- Exercise directions:
From the listing below, return each line that includes "wall".

- Materials provided:

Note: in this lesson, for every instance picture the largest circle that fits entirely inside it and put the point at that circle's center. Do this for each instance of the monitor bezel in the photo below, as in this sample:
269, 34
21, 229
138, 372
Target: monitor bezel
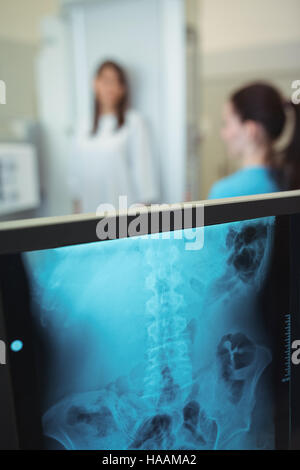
39, 234
53, 232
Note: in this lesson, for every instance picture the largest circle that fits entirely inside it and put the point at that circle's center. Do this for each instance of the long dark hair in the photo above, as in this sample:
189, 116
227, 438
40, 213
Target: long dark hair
123, 103
263, 103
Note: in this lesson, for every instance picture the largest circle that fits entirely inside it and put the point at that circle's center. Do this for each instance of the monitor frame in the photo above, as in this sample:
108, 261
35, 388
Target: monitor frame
46, 233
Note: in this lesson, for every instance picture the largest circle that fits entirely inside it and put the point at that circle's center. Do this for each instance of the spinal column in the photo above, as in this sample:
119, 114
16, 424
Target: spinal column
169, 369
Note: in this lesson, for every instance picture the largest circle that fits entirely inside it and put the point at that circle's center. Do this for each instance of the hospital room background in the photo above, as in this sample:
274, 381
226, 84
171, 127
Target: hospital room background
183, 58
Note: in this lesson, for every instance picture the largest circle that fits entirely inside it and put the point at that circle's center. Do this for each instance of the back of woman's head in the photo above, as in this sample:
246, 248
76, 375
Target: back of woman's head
264, 104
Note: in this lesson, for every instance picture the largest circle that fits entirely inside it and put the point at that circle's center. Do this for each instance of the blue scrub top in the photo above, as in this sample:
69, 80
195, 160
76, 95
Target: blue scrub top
245, 182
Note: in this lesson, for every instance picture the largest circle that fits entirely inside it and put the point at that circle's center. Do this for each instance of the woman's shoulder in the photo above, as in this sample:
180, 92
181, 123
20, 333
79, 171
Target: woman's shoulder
134, 118
244, 182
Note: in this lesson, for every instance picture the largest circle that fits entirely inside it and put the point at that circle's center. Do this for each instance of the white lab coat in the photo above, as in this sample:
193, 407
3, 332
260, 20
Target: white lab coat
112, 163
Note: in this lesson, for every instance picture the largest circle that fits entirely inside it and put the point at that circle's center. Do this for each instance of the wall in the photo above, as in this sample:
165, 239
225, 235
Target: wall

- Answer for this exercise:
Note: in this lesson, for every instance picture the largest circle that fits entirely inside it and put the point at that circle's center. Do this for each instance of the wall in the photo above, as in this sample:
Target: wall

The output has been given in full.